#### VORLIEGENDER TEXT
┄┄┄┄┄┄┄┄┄┄┄┄┄┄┄┄┄┄┄┄

Auf dem Heimweg redeten wir lange über die Ausstellung. Es gab nicht wirklich was Neues für uns. Irgendwie erinnerte sie mich an meine Conny-Wenk-Ausstellung in Irkutsk, bei der sich 12 Irkutsker Vereine von Menschen mit Behinderung vorstellten. Sie schleppten dann alle irgendwelche Dinge an wie Topflappen, bemalte Eier, Holzspielzeug oder Bilder, die Menschen mit Behinderungen im Rahmen ihrer Vereinsaktivitäten hergestellt hatten und, die wir in Vitrinen ausstellen sollten. Hinzu kamen Fotos von Angehörigen oder Betreuern, die etwas Nettes mit dem behinderten Kind machten und es zum Lachen brachten. Hmm. Schon damals war mir das irgendwie peinlich, die Menschen so auszustellen. Natürlich ist diese Ausstellung bei weitem besser, da sie die Menschen zum Teil selbst zu Wort kommen lässt und sie zum Teil in die Ausstellungsgestaltung mit einbezogen hat. Trotzdem bleibt es eine Ausstellung, in der man Kunst von (fast) ausschließlich Menschen mit Behinderungen wahrnehmen kann und in der über Menschen mit Behinderung gesprochen wird. Vielleicht sind sie zum Teil in gemeinsamer Arbeit entstanden, aber dann ist das Interessante doch eigentlich der Prozess, wie gemeinsam Kunst entsteht, wie man sich gegenseitig wirklich inspiriert oder stört. Ist die Welt von Menschen mit Behinderungen denn wirklich immer so bunt? Sascha brachte es auf den Punkt, indem er sagte, ihm sei die Ausstellung zu friedlich und schön. Er würde gerne etwas Provokantes, etwas Schockierendes, etwas Irritierendes sehen. „Ich setze mir eine Augenbinde auf und probiere mal, wie sich ein Blinder fühlt“, will die Ausstellung und macht damit alles andere als Inklusion erfahrbar. Im Gegenteil, sie grenzt damit Nicht-Blinde von Blinden ab. Fragen wie „Wo beginnt eigentlich Behinderung?“ „Wer oder was und vor allem wie und wo wird man behindert?“ werden nicht tiefgründiger bearbeitet. Der Titel der Ausstellung lautet „Geht doch! Inklusion erfahren.“. Wie dieser Titel entstanden ist, weiß ich nicht. Auf jeden Fall kann ich mir nicht genau erklären, was damit gemeint ist. Bei den Worten „Geht doch!“ habe ich erwartet, dass Erfahrungen und Schwierigkeiten bei gemeinsamen Projekten auftauchen bzw., dass gezeigt wird, wie oder wo ES (;-) geht. Wie bei vielen Ausstellungen, werden leider auch hier Behinderte von Nicht-Behinderten abgegrenzt, als ob diese Gruppen irgendeine Homogenität besäßen.

┄┄┄┄┄┄┄┄┄┄┄┄┄┄┄┄┄┄┄┄

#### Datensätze
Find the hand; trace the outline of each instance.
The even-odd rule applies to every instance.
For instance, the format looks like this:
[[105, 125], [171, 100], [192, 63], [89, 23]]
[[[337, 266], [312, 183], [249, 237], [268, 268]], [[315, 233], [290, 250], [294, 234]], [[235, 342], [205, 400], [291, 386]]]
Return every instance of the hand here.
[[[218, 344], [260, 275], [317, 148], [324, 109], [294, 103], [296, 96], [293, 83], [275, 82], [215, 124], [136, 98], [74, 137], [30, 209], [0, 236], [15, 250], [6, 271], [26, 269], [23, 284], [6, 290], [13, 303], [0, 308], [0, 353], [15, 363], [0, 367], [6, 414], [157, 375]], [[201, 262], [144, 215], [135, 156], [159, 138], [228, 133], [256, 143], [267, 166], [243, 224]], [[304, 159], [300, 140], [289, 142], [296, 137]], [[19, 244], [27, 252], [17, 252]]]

┄┄┄┄┄┄┄┄┄┄┄┄┄┄┄┄┄┄┄┄

Welche Dinge nennt der Text über die Ausstellung als Beispiele dafür, was die Irkutsker Vereine anschleppten? Zähle alle auf.

Topflappen, bemalte Eier, Holzspielzeug, Bilder